Extract to read:

* * * * * * * * *

# Chain Link Fencing



## the-tenth (Jun 29, 2007)

I have officially come to the conclusion that my welded wire fence is no longer sufficient for my backyard. Will an 11 1\2 gauge chain link mesh be strong enough for my girls? In case you don't know, I have an 80 pound Golden, a 55 pound setter mix, and a 7 month old 70 - 75 pound Saint mix. The two mixes have taken a liking to the cat that has free roam next door, and figured out that either one of them can bend the fence enough to walk right over it. As of now they are tied out onto the clothes line or on a leash. But a big part of the reason that we bought this house, was so that the dogs couls have a backyard to run in. I don't mind spending a little extra money if need be, but if 11 1\2 gauge is enough, I don't want to needlesly put hundreds of extra dollars into the fencing. Any opinions?


----------



## Inga (Jun 16, 2007)

* * * * * * * * *

(Recorded data)
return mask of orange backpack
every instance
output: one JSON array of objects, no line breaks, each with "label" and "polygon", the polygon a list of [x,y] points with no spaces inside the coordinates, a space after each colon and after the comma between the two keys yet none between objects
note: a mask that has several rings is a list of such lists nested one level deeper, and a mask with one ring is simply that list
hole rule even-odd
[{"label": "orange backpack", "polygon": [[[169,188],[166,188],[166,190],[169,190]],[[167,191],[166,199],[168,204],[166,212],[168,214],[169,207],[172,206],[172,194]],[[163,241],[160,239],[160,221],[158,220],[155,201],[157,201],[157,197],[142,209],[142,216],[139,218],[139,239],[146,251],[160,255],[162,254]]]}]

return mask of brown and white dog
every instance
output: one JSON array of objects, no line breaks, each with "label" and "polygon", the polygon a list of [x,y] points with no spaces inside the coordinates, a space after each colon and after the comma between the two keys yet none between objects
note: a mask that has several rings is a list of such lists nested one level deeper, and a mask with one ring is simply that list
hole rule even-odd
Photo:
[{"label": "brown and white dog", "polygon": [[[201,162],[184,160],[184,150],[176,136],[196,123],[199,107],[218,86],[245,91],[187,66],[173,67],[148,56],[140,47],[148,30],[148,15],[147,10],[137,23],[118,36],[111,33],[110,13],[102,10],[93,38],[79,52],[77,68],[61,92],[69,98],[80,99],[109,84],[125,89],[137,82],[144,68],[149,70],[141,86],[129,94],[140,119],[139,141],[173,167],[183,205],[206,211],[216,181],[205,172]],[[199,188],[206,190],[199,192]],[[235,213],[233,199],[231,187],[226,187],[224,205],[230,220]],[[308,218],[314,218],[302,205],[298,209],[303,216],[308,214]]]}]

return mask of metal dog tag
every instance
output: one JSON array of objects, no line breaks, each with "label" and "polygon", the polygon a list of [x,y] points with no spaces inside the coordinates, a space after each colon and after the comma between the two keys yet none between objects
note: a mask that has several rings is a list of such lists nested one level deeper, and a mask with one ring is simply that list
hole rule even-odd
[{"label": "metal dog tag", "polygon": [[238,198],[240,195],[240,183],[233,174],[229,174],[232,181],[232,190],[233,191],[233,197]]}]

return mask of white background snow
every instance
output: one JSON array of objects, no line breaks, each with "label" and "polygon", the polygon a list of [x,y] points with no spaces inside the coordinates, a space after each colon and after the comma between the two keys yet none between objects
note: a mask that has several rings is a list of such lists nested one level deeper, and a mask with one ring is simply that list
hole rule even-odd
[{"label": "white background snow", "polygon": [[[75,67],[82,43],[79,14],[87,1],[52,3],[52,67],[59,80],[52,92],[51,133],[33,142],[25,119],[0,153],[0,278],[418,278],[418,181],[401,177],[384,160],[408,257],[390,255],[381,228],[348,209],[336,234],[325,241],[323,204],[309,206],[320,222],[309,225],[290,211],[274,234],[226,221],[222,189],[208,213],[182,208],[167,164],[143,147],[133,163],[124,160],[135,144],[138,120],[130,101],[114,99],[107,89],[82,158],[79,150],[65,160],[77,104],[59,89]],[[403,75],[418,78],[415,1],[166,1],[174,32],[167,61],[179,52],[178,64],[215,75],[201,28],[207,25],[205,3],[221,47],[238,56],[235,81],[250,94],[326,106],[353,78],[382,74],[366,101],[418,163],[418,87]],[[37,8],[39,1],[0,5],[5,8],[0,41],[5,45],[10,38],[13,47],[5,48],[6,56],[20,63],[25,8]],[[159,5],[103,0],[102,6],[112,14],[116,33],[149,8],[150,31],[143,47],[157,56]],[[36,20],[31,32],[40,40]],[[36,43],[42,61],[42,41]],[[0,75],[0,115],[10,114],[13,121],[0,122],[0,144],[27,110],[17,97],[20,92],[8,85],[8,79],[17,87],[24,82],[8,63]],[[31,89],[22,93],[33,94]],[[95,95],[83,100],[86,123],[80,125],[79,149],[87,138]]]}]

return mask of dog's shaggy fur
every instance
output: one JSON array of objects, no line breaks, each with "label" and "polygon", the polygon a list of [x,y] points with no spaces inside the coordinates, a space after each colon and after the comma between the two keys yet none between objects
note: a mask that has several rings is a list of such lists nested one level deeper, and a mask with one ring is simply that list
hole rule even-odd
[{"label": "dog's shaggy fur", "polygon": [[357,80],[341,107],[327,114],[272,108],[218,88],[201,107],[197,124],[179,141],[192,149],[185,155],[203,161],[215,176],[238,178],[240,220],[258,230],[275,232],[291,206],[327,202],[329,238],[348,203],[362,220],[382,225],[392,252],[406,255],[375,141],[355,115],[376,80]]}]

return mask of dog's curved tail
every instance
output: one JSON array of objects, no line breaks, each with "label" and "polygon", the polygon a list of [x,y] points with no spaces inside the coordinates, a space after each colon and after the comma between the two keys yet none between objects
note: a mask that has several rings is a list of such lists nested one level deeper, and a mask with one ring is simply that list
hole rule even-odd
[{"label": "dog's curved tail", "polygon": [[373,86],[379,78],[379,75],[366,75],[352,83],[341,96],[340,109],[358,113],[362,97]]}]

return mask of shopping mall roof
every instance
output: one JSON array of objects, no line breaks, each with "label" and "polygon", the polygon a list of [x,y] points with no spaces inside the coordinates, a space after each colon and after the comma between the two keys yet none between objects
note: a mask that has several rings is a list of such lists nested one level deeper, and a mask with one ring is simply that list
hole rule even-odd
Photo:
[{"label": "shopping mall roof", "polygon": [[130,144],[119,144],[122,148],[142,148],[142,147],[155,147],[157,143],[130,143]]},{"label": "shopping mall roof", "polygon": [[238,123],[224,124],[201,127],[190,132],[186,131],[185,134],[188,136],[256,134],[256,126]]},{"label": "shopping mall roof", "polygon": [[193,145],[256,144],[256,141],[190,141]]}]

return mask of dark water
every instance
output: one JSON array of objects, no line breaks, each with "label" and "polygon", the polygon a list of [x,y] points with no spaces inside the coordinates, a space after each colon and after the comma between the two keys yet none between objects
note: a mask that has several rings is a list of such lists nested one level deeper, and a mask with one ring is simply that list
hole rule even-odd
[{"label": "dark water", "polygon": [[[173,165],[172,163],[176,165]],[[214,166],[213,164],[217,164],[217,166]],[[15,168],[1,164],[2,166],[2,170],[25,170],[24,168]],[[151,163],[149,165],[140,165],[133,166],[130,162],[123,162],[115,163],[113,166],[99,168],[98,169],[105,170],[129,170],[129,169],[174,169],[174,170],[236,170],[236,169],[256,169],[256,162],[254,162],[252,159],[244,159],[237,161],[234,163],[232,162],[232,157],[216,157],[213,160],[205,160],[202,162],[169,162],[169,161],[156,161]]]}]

* * * * * * * * *

Given exercise A:
Recast the paragraph in the chain link fencing thread that begins "I have officially come to the conclusion" as a short bulleted list, keeping its main facts.
Given exercise B:
Write what comes next in the chain link fencing thread, picking up after its final line.
The recorded data come from a separate source.

Exercise answer A:
- The current welded wire fence no longer works for the backyard.
- Question: is 11 1\2 gauge chain link mesh strong enough?
- Dogs: an 80 pound Golden, a 55 pound setter mix, and a 7 month old 70 - 75 pound Saint mix.
- The two mixes chase a free-roaming neighbor cat, and either one can bend the fence enough to walk over it.
- For now they are tied to the clothes line or kept on a leash.
- The house was bought largely so the dogs could have a backyard to run in.
- Spending a little extra is acceptable, but not hundreds of unneeded dollars if 11 1\2 gauge will do.

Exercise answer B:
My favorite is a 6 foot privacy fence. When I bought this house the neighbors already had a 4 foot chain link fence around their yard so I just fenced the rest of the yard up to that point. I am thinking about having them take down that part of their fence to allow me to put up the privacy fence there as well. My dogs are all unaggressive but the neighbors Chocolate lab is nasty and my dogs are starting to get into the Fence fighting thing. Sadly, my dogs just think it is a game but the Lab is quite serious. My male is a smart Alec and likes to tease him. Even when the dog is not out my dog has taken to jumping up and balancing on the top of the fence on his chest as if to tell the neighbors that he could go over if he wanted to. Luckily my neighbors are great and really enjoy my dogs. I wish I could say the same for their Lab. I think if your dogs are acting aggressively toward a cat in the area. A 4 foot chain link will not do it. I know what you mean about the dogs having the yard. They love to be off leash. I hated my short stint in an apartment a few years ago. They were so happy when they were back to having a yard to run in.


----------



## digits mama (Jun 13, 2007)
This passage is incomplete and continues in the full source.